**CONSIGNE 1**: D'après le texte à lire, sous quel nom Léo Roméo Blais est-il mort ?
____ TEXTE À LIRE
D’abord quelques mots sur Blaise dont le père Léo Roméo Blais est né à Lac-Mégantic, au Québec, en 1905. En 1937, celui-ci se marie en troisièmes noces avec une charmante femme de Winnipeg rencontrée à Montréal. Le couple élit domicile ici même, dans la ville de madame. Léo n’était pas fier de ses origines, au contraire. Sa vie durant, il a tout fait, mais sans succès, pour en effacer le souvenir. C’est pour cela qu’à la veille de la naissance de leur premier et seul enfant, Clark, Léo a conduit son épouse à Fargo, au Dakota du Nord, afin que le bébé naisse au pays de l’Oncle Sam et évite ainsi « la malédiction de naître Canadien français » ! Par la suite, Léo Blais a roulé sa bosse un peu partout aux États-Unis : Ohio, Leesville, en Floride, Pittsburgh, avant de mourir en 1978 à Manchester, NH sous le nom de Lee R. Blaise.
________
____ DONNÉES ENREGISTRÉES
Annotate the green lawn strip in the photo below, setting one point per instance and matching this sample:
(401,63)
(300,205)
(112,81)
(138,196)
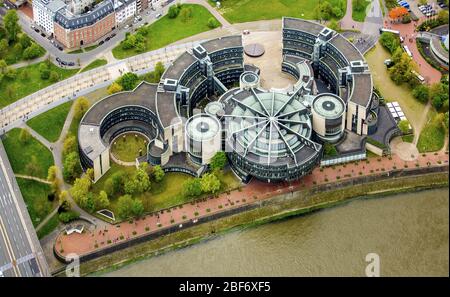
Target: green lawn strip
(127,149)
(20,154)
(359,12)
(165,194)
(408,138)
(240,11)
(166,31)
(13,56)
(431,137)
(94,64)
(35,196)
(48,228)
(50,123)
(21,86)
(89,48)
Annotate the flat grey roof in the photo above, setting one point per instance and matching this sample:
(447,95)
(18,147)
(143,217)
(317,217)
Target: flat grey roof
(302,25)
(178,66)
(346,48)
(167,111)
(143,95)
(361,89)
(222,43)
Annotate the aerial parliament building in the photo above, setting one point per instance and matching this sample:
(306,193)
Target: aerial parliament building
(208,100)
________
**CONSIGNE 2**: Reproduis en tableau Markdown les lignes de la liste à partir de celle qui contient "Annotate the aerial" et jusqu'à la fin de la liste. Utilise les colonnes « N° » et « Ligne », et laisse de côté les lignes vides.

**RÉPONSE 1**: Sous le nom de Lee R. Blaise.

**RÉPONSE 2**:
| N° | Ligne |
|---|---|
| 1 | Annotate the aerial parliament building in the photo above, setting one point per instance and matching this sample: |
| 2 | (306,193) |
| 3 | Target: aerial parliament building |
| 4 | (208,100) |